Required work
Which lines run from the one containing "Task: Tag the overcast" to the end of the entries? Quote them exactly, and nothing else.

The input
————

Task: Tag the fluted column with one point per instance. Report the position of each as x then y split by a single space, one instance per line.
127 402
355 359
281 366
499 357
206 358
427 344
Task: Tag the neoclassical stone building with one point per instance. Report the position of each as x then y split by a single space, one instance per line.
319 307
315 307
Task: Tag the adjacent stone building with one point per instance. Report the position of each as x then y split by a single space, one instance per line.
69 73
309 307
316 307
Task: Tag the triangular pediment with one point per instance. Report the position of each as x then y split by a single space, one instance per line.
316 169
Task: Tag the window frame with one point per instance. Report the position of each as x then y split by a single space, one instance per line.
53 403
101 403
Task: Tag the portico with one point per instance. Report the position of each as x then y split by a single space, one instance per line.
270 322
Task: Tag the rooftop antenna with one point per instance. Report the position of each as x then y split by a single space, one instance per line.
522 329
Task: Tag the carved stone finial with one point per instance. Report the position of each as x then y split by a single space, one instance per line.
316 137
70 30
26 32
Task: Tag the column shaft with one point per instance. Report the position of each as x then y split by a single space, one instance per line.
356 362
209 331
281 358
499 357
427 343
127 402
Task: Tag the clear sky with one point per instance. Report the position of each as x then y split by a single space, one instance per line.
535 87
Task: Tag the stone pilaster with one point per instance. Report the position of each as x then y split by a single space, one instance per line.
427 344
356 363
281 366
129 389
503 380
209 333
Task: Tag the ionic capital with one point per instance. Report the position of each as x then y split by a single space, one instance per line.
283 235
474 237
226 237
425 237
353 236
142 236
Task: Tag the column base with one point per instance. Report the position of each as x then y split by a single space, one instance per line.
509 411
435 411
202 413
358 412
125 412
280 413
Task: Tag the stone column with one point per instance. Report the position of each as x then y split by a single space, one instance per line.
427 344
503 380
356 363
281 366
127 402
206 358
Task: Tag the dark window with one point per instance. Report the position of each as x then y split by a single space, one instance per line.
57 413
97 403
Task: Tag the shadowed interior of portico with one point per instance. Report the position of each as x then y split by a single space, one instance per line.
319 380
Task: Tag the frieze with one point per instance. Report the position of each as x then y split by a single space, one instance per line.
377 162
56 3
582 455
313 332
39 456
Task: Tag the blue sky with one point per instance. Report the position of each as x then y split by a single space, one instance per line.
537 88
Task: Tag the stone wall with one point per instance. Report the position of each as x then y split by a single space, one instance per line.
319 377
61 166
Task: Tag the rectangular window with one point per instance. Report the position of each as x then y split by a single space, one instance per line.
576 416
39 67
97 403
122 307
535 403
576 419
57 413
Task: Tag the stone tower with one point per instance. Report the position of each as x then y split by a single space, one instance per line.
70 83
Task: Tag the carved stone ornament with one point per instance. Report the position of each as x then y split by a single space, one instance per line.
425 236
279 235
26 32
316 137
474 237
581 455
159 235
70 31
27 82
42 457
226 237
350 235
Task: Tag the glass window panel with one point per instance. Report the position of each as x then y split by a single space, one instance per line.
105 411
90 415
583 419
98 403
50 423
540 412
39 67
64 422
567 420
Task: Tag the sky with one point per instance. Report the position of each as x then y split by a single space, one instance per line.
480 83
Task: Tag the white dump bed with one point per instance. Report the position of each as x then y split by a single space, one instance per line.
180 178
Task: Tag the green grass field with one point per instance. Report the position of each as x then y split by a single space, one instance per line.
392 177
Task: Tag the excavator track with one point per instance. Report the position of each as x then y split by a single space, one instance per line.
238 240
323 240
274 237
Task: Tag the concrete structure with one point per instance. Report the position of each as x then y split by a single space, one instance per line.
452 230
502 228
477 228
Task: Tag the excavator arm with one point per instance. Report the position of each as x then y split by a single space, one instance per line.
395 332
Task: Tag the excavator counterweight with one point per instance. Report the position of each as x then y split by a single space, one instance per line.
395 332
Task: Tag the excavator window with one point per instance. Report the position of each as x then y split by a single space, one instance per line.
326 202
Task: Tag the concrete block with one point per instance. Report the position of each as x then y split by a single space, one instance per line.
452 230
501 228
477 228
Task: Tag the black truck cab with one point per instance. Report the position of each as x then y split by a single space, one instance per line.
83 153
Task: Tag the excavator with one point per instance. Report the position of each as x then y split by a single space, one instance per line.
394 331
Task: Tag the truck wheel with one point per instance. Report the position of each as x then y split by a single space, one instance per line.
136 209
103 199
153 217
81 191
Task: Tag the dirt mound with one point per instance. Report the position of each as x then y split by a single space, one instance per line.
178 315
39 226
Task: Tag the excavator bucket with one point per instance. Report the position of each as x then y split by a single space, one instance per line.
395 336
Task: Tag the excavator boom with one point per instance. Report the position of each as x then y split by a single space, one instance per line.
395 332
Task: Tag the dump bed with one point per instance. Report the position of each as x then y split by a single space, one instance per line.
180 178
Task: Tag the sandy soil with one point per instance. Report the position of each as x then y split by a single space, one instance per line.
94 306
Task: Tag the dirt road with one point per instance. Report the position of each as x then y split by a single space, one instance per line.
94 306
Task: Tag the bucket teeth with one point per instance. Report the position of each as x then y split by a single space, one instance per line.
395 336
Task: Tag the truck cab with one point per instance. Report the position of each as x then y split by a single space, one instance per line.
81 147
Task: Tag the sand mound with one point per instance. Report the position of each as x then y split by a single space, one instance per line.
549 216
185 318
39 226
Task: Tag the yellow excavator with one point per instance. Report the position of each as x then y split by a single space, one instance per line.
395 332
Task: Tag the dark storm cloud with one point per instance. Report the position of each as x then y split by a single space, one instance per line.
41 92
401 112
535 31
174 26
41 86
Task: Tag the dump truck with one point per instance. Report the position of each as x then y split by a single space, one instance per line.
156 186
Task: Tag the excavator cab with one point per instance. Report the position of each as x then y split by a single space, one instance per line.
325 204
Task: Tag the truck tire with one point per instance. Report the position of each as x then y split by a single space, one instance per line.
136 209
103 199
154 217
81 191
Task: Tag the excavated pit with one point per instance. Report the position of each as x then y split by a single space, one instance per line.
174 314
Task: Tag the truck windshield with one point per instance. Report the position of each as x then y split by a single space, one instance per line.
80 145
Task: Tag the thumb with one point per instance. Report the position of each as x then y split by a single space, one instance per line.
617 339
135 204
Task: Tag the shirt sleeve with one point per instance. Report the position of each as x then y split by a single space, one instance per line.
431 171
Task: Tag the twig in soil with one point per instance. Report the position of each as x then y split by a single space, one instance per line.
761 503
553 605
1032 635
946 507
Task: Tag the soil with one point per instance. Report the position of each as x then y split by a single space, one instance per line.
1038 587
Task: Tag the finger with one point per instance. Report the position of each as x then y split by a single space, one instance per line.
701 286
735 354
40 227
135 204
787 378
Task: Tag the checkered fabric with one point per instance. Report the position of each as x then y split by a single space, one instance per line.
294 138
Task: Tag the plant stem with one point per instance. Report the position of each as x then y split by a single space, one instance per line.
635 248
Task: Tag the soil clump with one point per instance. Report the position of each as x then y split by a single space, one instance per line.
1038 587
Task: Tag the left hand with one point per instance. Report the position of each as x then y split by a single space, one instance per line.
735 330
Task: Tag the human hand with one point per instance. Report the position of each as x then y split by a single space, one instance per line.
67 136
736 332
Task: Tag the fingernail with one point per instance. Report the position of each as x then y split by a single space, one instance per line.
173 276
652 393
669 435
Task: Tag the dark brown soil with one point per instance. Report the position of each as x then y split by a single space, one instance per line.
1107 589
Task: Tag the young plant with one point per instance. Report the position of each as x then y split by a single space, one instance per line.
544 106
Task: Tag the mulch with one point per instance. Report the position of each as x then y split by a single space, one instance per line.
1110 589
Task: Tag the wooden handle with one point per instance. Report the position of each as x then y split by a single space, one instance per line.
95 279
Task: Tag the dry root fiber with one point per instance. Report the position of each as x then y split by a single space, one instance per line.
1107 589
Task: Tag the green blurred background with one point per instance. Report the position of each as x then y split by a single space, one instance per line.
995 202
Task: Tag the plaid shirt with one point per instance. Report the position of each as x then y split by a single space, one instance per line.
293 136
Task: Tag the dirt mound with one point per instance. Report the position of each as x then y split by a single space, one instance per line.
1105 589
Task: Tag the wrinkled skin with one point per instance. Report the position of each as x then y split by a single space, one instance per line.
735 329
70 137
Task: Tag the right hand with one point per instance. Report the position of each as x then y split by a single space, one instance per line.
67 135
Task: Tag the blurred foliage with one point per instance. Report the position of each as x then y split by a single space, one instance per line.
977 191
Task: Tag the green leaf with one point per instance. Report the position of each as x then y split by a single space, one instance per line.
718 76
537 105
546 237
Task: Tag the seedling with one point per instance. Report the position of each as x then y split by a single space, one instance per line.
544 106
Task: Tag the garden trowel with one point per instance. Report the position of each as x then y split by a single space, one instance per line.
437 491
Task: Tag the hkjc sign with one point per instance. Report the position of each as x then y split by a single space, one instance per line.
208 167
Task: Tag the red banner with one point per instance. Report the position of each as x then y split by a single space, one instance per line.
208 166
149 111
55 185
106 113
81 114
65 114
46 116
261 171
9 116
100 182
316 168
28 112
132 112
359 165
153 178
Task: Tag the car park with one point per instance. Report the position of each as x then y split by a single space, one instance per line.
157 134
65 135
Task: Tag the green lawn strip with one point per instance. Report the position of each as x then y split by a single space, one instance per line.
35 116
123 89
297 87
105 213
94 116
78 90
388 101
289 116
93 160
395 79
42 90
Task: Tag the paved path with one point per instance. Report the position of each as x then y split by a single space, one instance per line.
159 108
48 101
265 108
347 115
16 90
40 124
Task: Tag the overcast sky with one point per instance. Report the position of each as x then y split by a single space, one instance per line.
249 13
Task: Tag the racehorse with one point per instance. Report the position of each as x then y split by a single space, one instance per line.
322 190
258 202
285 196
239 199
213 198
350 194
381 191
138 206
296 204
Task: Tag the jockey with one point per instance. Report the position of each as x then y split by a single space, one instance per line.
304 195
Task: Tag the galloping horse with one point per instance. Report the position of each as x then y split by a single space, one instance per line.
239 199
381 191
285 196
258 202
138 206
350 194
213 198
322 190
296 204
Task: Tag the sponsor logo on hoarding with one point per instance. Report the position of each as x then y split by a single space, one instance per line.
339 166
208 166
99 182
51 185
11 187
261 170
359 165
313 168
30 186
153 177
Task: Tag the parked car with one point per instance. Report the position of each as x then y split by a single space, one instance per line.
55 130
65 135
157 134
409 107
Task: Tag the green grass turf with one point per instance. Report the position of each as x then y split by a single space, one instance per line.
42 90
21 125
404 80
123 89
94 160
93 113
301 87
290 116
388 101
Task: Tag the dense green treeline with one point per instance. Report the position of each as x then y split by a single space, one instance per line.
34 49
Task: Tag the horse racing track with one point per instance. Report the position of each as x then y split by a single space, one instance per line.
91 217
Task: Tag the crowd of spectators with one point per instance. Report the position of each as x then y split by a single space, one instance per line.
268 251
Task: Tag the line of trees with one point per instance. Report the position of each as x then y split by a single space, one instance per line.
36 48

————

Complete output
Task: Tag the overcast sky with one point per instance. Report the position of each as x then y split by a single space, one instance per line.
249 13
Task: Tag the racehorse with one point per instance. Report the position of each as x then y split by a single space, one instance per line.
322 190
258 202
285 196
239 199
213 198
350 194
381 191
138 206
296 204
Task: Tag the jockey with one point per instance. Report the position of each as x then y split by a single space, one instance per line.
304 195
Task: Tag the galloping horse with one point per instance. Report the position of each as x then y split by a single space, one instance per line.
239 199
381 191
285 196
258 202
138 206
350 194
213 198
322 190
296 204
Task: Tag the sponsor logo on hoarding with one point per instance. Report the position of each as x then y split by a single space, one instance per line.
339 166
208 166
99 182
51 185
11 187
261 170
359 165
313 168
30 186
153 177
Task: Tag the parked car with one point per instance. Report the position of each as x then y split by a single space, one instance per line.
55 130
65 135
157 134
409 107
Task: Tag the green grass turf with one point per instance. Report the position of each as x then y split by a single space, one instance per line.
42 90
21 125
404 80
123 89
94 160
93 113
301 87
290 116
388 101
Task: Tag the dense green treeline with one point per instance. Report the position of each as x then y split by a single space, one instance per line.
34 49
Task: Tag the horse racing track with one point per instance. Report the position of each as x then y split by a single space, one instance per line.
91 217
Task: Tag the crowd of spectators with one point per instance. Report the position of each as x then y split by a single space, one instance per line.
268 251
Task: Tag the line of trees with one point per instance. Report the position of each as x then y split by a single space, one instance per line.
36 48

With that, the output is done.